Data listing
◆ ◆ ◆ ◆

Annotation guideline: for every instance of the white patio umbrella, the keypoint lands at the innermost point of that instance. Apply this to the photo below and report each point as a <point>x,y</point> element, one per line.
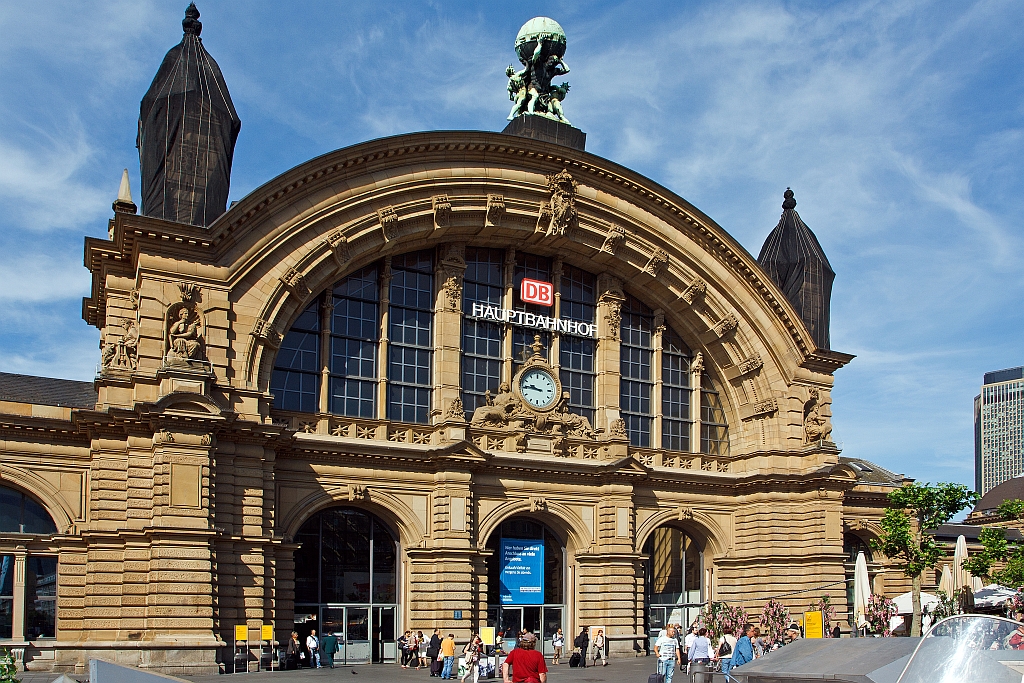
<point>904,603</point>
<point>861,590</point>
<point>946,582</point>
<point>962,578</point>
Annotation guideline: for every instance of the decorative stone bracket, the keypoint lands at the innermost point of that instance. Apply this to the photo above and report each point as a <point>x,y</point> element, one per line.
<point>388,219</point>
<point>442,210</point>
<point>496,209</point>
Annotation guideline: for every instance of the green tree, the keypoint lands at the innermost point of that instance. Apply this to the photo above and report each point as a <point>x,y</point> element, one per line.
<point>8,670</point>
<point>996,549</point>
<point>914,511</point>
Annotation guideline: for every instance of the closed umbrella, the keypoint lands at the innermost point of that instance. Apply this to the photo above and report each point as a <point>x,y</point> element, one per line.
<point>946,582</point>
<point>962,578</point>
<point>861,591</point>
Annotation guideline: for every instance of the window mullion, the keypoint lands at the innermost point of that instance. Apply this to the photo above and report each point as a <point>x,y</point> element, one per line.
<point>656,370</point>
<point>327,309</point>
<point>382,350</point>
<point>17,619</point>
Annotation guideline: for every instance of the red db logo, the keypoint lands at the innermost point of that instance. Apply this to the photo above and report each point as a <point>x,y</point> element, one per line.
<point>534,291</point>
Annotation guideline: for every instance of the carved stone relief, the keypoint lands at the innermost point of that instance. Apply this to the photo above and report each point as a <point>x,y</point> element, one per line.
<point>692,291</point>
<point>185,329</point>
<point>614,239</point>
<point>442,210</point>
<point>817,426</point>
<point>263,330</point>
<point>726,325</point>
<point>561,211</point>
<point>656,263</point>
<point>388,219</point>
<point>750,364</point>
<point>496,209</point>
<point>295,283</point>
<point>456,411</point>
<point>121,352</point>
<point>766,407</point>
<point>337,243</point>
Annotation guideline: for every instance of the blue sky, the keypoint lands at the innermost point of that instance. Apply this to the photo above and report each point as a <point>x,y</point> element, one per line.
<point>898,124</point>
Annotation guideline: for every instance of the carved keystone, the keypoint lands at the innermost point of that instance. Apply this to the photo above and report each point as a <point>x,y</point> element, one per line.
<point>692,291</point>
<point>295,283</point>
<point>614,238</point>
<point>337,243</point>
<point>656,263</point>
<point>442,210</point>
<point>388,218</point>
<point>264,331</point>
<point>496,209</point>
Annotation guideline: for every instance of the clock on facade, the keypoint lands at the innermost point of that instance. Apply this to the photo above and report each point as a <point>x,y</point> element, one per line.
<point>539,387</point>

◆ ◆ ◆ ◆

Task statement ->
Rewrite every one of the records above, changing "Annotation guideline" to "Labeling rule" and leaving all other text unchanged. Omit the pictures from your answer.

Solved problem ->
Labeling rule: for every instance of the white patio umbrella, the keypoint lands at the innermost point of that instance. Apply this to the photo below and report each point as a <point>x,y</point> element, one per line.
<point>904,603</point>
<point>861,590</point>
<point>946,582</point>
<point>962,578</point>
Labeling rule: for every instance of the decorative stone bracket, the keypoint lands at the innermost point of that instance. Apply this to the photo above and report each point as a <point>x,y</point> element, one per line.
<point>388,219</point>
<point>442,210</point>
<point>496,209</point>
Labeling rule: for every instance of the green tree, the keypoint lands at the innermost point of that instance. Apply this to the photo above and report each point as a <point>x,y</point> element, one per line.
<point>8,670</point>
<point>996,549</point>
<point>914,511</point>
Labeling rule: for every instance of the closed umbrella, the keypoint lands at the innermost point of that instance. Apply this to the photo above and report each point as a <point>x,y</point> element, one per line.
<point>946,582</point>
<point>962,578</point>
<point>861,591</point>
Labeling rule: for every instance of the window mullion, the keypoint lands at the innermost point of that instance. Apply this to the photo above and report each point as a <point>x,y</point> element, one per line.
<point>656,370</point>
<point>327,309</point>
<point>382,350</point>
<point>17,619</point>
Labeling rule: for every instance of the red db logo, the keypoint lands at the innermost point of that instance. Apply this to the photo above and report each point as a <point>x,y</point> element, one per line.
<point>534,291</point>
Labeling rule: for every instance of the carved stone relief, the keypoint lands at the innermost point of that instance. Apply this to the photo above and report each point as a <point>x,y</point> element, one per line.
<point>692,291</point>
<point>185,329</point>
<point>614,239</point>
<point>442,210</point>
<point>817,426</point>
<point>263,330</point>
<point>726,325</point>
<point>561,211</point>
<point>656,263</point>
<point>388,219</point>
<point>750,364</point>
<point>496,209</point>
<point>295,283</point>
<point>456,411</point>
<point>121,352</point>
<point>766,407</point>
<point>337,243</point>
Labeling rule: for every instance of the blue sky, the keypoint lands at the innermost point of that instance. Apply this to the photo above and report each point as a <point>x,y</point> element, one per line.
<point>898,124</point>
Labeling rule: for every instance of the carved keystone, the keypoint lands at the innermost point of that instance. Apply this to the photo above and report each point as a <point>x,y</point> element, one per line.
<point>692,291</point>
<point>295,283</point>
<point>614,238</point>
<point>337,243</point>
<point>656,263</point>
<point>442,210</point>
<point>388,218</point>
<point>264,331</point>
<point>496,209</point>
Labeling rule: for every instance of the clock on facade, the keypoint lands at the innermost point of that instance. Apply this to the photo above and report each point as a <point>x,y</point> element, one per line.
<point>539,387</point>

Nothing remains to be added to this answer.